Saved entries:

<<<<

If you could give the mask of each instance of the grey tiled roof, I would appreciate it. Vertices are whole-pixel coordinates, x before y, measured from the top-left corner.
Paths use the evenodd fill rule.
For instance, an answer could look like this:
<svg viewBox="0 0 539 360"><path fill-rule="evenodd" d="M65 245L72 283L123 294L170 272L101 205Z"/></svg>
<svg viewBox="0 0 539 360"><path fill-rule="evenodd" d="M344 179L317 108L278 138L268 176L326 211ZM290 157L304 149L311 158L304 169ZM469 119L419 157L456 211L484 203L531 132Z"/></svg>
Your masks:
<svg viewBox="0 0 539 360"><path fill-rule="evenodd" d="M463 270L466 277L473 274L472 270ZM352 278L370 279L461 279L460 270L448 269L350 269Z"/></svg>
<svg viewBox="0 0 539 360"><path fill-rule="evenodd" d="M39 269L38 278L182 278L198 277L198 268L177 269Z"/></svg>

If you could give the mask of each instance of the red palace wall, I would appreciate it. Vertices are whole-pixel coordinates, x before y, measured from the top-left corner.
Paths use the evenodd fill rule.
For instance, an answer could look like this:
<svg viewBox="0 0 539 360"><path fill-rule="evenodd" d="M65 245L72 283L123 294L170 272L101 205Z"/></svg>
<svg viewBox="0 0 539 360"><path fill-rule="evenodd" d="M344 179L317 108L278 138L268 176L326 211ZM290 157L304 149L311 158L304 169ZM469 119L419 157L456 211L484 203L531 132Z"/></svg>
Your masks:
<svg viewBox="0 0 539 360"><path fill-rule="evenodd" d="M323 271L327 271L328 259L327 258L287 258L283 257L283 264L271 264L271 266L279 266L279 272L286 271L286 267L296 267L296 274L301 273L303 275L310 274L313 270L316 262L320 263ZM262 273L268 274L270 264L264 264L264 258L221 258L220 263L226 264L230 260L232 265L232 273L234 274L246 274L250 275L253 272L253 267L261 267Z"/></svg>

>>>>

> _What the task asks_
Where the string "would" appears in a line of the entries above, return that line.

> _Task answer_
If you could give the mask of each instance of the grey tiled roof, I would appreciate it. Vertices are whole-pixel coordinates, x before y, measured from the top-left corner.
If you could give the mask of each instance of the red palace wall, I would appreciate it. Vertices are whole-pixel coordinates, x before y, measured from the top-left corner.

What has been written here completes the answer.